**Assigned task**
Please repeat the data exactly, leaving nothing out.

Dataset entries
>>>

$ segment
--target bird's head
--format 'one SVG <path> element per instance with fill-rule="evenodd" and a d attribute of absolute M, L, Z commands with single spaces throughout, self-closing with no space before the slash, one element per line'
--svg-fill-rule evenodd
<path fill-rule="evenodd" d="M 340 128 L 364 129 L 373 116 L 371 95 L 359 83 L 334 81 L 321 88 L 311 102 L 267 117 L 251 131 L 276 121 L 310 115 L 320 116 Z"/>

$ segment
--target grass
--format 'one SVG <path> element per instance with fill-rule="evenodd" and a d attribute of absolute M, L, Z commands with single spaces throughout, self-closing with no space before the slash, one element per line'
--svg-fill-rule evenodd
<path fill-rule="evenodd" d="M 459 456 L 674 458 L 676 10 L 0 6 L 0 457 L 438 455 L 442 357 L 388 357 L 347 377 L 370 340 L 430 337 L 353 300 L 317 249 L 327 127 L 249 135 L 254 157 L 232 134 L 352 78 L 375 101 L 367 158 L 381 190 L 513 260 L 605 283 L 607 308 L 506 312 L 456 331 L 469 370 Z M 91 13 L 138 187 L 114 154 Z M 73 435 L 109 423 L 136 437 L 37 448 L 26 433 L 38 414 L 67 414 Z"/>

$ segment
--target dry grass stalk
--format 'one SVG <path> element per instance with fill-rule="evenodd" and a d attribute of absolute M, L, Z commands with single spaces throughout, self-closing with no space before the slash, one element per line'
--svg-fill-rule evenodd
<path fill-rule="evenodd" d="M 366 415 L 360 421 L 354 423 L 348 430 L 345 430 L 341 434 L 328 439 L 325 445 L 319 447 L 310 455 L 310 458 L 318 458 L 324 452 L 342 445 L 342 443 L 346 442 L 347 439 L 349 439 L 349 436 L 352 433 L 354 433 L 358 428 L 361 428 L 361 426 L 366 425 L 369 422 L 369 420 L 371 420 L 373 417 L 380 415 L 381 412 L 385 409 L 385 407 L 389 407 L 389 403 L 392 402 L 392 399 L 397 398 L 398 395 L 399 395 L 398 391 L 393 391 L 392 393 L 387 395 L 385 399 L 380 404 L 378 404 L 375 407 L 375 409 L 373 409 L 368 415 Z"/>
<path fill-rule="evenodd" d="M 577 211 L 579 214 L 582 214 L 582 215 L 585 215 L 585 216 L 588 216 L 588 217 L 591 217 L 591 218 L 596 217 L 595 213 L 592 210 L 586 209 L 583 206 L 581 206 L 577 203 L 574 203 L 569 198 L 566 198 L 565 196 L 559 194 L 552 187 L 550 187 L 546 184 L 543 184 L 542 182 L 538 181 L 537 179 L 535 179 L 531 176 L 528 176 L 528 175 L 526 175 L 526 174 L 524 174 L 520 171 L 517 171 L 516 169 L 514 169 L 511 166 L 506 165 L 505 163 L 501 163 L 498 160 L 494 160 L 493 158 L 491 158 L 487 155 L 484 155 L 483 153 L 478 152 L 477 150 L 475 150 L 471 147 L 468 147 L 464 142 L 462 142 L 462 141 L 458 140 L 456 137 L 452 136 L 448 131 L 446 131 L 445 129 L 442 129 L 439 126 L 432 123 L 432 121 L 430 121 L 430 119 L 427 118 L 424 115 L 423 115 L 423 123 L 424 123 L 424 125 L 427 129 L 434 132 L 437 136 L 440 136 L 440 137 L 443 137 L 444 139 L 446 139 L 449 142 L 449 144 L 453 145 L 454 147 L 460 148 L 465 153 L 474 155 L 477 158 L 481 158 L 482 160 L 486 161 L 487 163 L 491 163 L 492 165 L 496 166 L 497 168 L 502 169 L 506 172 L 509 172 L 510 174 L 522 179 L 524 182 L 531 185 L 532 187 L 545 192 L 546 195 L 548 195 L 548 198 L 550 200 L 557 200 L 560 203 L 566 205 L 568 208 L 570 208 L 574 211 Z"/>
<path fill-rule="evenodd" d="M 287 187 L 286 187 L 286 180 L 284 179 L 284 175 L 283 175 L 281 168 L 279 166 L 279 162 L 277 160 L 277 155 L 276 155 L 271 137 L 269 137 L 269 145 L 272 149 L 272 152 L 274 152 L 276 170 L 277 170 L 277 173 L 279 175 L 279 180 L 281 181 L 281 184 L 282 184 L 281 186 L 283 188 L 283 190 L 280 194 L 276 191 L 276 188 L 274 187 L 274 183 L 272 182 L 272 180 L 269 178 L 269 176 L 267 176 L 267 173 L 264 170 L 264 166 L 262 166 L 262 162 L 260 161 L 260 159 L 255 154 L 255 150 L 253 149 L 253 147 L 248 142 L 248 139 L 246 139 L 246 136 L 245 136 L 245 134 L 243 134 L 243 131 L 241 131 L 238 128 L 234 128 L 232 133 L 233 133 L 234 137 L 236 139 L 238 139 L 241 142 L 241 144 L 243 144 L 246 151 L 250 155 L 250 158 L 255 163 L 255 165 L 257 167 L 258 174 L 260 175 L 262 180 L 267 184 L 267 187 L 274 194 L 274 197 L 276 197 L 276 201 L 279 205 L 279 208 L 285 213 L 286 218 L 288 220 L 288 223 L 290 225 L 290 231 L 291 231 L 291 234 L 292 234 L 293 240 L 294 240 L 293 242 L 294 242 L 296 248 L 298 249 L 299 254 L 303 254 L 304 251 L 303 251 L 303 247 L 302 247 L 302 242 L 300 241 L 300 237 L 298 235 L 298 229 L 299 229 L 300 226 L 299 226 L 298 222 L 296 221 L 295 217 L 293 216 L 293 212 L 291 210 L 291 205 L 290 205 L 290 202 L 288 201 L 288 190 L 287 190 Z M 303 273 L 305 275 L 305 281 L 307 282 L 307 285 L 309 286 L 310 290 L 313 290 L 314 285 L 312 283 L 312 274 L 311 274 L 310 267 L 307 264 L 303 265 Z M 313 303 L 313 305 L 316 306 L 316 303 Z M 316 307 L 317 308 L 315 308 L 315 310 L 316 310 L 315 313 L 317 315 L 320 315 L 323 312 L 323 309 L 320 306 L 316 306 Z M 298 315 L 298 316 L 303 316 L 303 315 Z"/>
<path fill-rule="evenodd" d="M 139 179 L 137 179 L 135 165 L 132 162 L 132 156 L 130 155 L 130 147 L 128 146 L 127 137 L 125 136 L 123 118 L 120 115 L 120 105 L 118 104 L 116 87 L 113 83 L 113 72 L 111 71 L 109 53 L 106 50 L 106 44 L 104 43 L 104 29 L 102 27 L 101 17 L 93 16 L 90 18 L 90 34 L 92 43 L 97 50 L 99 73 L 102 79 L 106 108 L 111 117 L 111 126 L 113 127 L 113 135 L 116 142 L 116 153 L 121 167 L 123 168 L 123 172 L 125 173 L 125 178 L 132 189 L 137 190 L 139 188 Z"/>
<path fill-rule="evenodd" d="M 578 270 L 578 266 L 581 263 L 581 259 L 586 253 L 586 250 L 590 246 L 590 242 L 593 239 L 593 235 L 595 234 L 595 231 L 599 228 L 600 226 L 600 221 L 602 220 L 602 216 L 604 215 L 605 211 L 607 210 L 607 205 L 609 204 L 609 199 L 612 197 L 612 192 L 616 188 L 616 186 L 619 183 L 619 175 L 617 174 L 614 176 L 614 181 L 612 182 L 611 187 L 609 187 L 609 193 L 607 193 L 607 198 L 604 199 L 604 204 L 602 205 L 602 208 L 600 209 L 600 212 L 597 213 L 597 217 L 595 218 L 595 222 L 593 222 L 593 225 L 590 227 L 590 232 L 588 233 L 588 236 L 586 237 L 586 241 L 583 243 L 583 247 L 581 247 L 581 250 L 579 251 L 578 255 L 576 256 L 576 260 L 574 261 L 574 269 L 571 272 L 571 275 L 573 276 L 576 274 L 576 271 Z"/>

<<<

**Answer to this problem**
$ segment
--target bird's head
--format 'one SVG <path> element per instance with fill-rule="evenodd" and a d attribute of absolute M, L, Z commands with single spaces throughout, self-closing with no space before the slash, one element per line'
--svg-fill-rule evenodd
<path fill-rule="evenodd" d="M 340 128 L 364 129 L 373 116 L 371 95 L 359 83 L 334 81 L 321 88 L 311 102 L 267 117 L 251 131 L 276 121 L 310 115 L 320 116 Z"/>

$ segment
--target grass
--format 'one SVG <path> element per instance with fill-rule="evenodd" and a d attribute of absolute M, L, Z commands with single spaces throughout, self-closing with no space before the slash, one element per line'
--svg-fill-rule evenodd
<path fill-rule="evenodd" d="M 459 456 L 674 458 L 676 10 L 0 6 L 0 457 L 438 455 L 442 357 L 388 357 L 347 377 L 370 340 L 430 337 L 353 300 L 317 249 L 327 127 L 249 135 L 254 157 L 232 134 L 352 78 L 375 101 L 367 158 L 381 190 L 513 260 L 605 283 L 607 308 L 506 312 L 456 331 L 469 370 Z M 91 13 L 138 187 L 114 154 Z M 73 435 L 109 423 L 136 437 L 37 448 L 26 433 L 38 414 L 67 414 Z"/>

$ segment
--target dry grass stalk
--format 'one SVG <path> element per instance with fill-rule="evenodd" and a d attribute of absolute M, L, Z commands with single spaces throughout, self-closing with no space before the slash, one element per line'
--svg-fill-rule evenodd
<path fill-rule="evenodd" d="M 366 415 L 360 421 L 354 423 L 348 430 L 345 430 L 341 434 L 328 439 L 325 445 L 319 447 L 310 455 L 310 458 L 318 458 L 324 452 L 342 445 L 342 443 L 346 442 L 347 439 L 349 439 L 349 436 L 352 433 L 354 433 L 358 428 L 361 428 L 361 426 L 366 425 L 369 422 L 369 420 L 371 420 L 373 417 L 380 415 L 381 412 L 385 409 L 385 407 L 389 407 L 389 403 L 392 402 L 392 399 L 397 398 L 398 395 L 399 395 L 398 391 L 393 391 L 392 393 L 387 395 L 385 399 L 380 404 L 378 404 L 375 407 L 375 409 L 373 409 L 368 415 Z"/>
<path fill-rule="evenodd" d="M 577 211 L 579 214 L 582 214 L 582 215 L 585 215 L 585 216 L 588 216 L 588 217 L 591 217 L 591 218 L 596 217 L 595 213 L 592 210 L 586 209 L 583 206 L 581 206 L 577 203 L 574 203 L 569 198 L 566 198 L 565 196 L 559 194 L 552 187 L 550 187 L 546 184 L 543 184 L 542 182 L 538 181 L 537 179 L 535 179 L 531 176 L 528 176 L 528 175 L 526 175 L 526 174 L 524 174 L 520 171 L 517 171 L 516 169 L 514 169 L 511 166 L 506 165 L 505 163 L 501 163 L 498 160 L 494 160 L 493 158 L 491 158 L 487 155 L 484 155 L 483 153 L 478 152 L 477 150 L 475 150 L 471 147 L 468 147 L 464 142 L 462 142 L 462 141 L 458 140 L 456 137 L 452 136 L 448 131 L 446 131 L 445 129 L 442 129 L 439 126 L 432 123 L 432 121 L 430 121 L 430 119 L 427 118 L 424 115 L 423 115 L 423 123 L 424 123 L 424 125 L 427 129 L 434 132 L 437 136 L 440 136 L 440 137 L 443 137 L 444 139 L 446 139 L 449 142 L 449 144 L 453 145 L 454 147 L 460 148 L 465 153 L 474 155 L 477 158 L 481 158 L 482 160 L 486 161 L 487 163 L 491 163 L 492 165 L 496 166 L 497 168 L 502 169 L 506 172 L 509 172 L 510 174 L 522 179 L 524 182 L 531 185 L 532 187 L 545 192 L 546 195 L 548 195 L 548 198 L 550 200 L 557 200 L 560 203 L 566 205 L 568 208 L 570 208 L 574 211 Z"/>
<path fill-rule="evenodd" d="M 287 187 L 286 187 L 286 180 L 284 179 L 284 175 L 283 175 L 281 168 L 279 166 L 279 162 L 277 160 L 277 155 L 276 155 L 271 137 L 269 137 L 269 145 L 272 149 L 272 152 L 274 152 L 276 170 L 277 170 L 277 173 L 279 175 L 279 180 L 281 181 L 281 184 L 282 184 L 281 186 L 283 188 L 283 190 L 280 194 L 276 191 L 276 188 L 274 187 L 274 183 L 272 182 L 272 180 L 269 178 L 269 176 L 267 176 L 267 173 L 264 170 L 264 166 L 262 166 L 262 162 L 260 161 L 260 159 L 255 154 L 255 150 L 253 149 L 253 147 L 248 142 L 248 139 L 246 139 L 246 136 L 245 136 L 245 134 L 243 134 L 243 131 L 241 131 L 238 128 L 234 128 L 232 133 L 233 133 L 234 137 L 236 139 L 238 139 L 241 142 L 241 144 L 243 144 L 246 151 L 250 155 L 250 158 L 255 163 L 255 165 L 257 167 L 258 174 L 260 175 L 262 180 L 267 184 L 267 187 L 274 194 L 274 197 L 276 197 L 276 201 L 279 205 L 279 208 L 285 213 L 286 218 L 288 220 L 288 223 L 290 225 L 290 231 L 291 231 L 291 234 L 292 234 L 293 240 L 294 240 L 293 242 L 294 242 L 296 248 L 298 249 L 299 254 L 303 254 L 304 251 L 303 251 L 303 247 L 302 247 L 302 242 L 300 241 L 300 237 L 298 235 L 298 229 L 299 229 L 300 226 L 299 226 L 298 222 L 296 221 L 295 217 L 293 216 L 293 212 L 291 210 L 291 205 L 290 205 L 290 202 L 288 201 L 288 190 L 287 190 Z M 303 273 L 305 275 L 305 281 L 307 282 L 307 285 L 309 286 L 310 290 L 313 290 L 314 285 L 312 283 L 312 274 L 311 274 L 310 267 L 307 264 L 303 265 Z M 313 303 L 313 305 L 316 306 L 316 303 Z M 316 307 L 317 308 L 315 308 L 315 310 L 316 310 L 315 313 L 317 315 L 320 315 L 323 312 L 323 309 L 320 306 L 316 306 Z M 298 315 L 298 316 L 303 316 L 303 315 Z"/>
<path fill-rule="evenodd" d="M 139 179 L 137 179 L 135 165 L 132 162 L 132 156 L 130 155 L 130 147 L 128 146 L 127 137 L 125 136 L 123 118 L 120 115 L 120 105 L 118 104 L 116 87 L 113 83 L 113 72 L 111 71 L 109 53 L 106 50 L 106 44 L 104 43 L 104 29 L 102 27 L 101 17 L 93 16 L 90 18 L 90 34 L 92 43 L 97 50 L 99 73 L 102 79 L 106 108 L 111 117 L 111 126 L 113 127 L 113 135 L 116 142 L 116 153 L 121 167 L 123 168 L 123 172 L 125 173 L 125 178 L 132 189 L 137 190 L 139 188 Z"/>
<path fill-rule="evenodd" d="M 578 270 L 578 266 L 581 263 L 581 259 L 586 253 L 586 250 L 590 246 L 590 242 L 593 239 L 593 235 L 595 234 L 595 231 L 599 228 L 600 226 L 600 221 L 602 220 L 602 216 L 604 215 L 605 211 L 607 210 L 607 205 L 609 204 L 609 199 L 612 197 L 612 192 L 616 188 L 616 186 L 619 183 L 619 175 L 617 174 L 614 176 L 614 181 L 612 182 L 611 187 L 609 187 L 609 193 L 607 193 L 607 198 L 604 199 L 604 204 L 602 205 L 602 208 L 600 209 L 600 212 L 597 213 L 597 217 L 595 218 L 595 222 L 593 222 L 593 225 L 590 227 L 590 232 L 588 233 L 588 236 L 586 237 L 586 241 L 583 243 L 583 247 L 581 247 L 581 250 L 579 251 L 578 255 L 576 256 L 576 260 L 574 261 L 574 269 L 571 272 L 571 275 L 573 276 L 576 274 L 576 271 Z"/>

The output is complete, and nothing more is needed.